Records.
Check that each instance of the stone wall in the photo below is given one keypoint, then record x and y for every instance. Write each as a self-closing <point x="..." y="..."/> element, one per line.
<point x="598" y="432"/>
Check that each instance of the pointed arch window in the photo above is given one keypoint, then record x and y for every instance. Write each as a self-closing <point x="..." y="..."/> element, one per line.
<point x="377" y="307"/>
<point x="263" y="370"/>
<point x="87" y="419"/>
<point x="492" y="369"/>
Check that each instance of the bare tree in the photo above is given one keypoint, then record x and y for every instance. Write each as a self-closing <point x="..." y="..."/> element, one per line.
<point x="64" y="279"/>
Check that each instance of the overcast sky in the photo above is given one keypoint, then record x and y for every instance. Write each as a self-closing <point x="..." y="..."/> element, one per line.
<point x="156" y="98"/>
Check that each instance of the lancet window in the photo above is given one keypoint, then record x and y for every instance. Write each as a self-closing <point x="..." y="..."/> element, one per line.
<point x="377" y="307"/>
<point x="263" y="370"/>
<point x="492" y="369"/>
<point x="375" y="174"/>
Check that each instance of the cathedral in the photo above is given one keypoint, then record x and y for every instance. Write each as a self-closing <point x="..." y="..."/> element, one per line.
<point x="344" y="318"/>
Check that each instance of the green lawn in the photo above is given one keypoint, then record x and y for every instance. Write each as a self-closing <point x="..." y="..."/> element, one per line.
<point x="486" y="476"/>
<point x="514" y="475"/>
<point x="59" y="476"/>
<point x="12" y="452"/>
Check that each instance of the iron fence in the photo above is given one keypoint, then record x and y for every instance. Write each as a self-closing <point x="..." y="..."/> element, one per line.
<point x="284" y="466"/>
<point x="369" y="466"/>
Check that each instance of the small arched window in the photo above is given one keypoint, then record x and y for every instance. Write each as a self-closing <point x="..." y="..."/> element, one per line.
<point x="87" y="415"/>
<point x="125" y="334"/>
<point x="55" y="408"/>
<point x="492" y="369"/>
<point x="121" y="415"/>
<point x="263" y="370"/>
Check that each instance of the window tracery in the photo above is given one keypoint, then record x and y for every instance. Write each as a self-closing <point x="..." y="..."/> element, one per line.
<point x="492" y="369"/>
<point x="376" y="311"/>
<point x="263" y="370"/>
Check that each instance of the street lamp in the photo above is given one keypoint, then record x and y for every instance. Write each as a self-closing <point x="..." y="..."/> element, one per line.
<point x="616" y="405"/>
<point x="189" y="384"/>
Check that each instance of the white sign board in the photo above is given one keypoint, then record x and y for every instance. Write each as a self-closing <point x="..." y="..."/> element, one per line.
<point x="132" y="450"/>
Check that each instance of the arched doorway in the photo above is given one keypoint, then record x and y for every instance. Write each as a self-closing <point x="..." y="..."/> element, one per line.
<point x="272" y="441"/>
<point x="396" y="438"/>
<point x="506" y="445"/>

Exercise instructions. Print exactly, and only, the lines running from the one that contains "Check that each instance of the arched" to the last line of the records above.

Exercise answer.
Check that each instance of the arched doorway in the photo above is given one keypoint, then record x and y for every instance. Write each as a self-closing <point x="..." y="..."/> element, one per line.
<point x="272" y="441"/>
<point x="396" y="438"/>
<point x="506" y="445"/>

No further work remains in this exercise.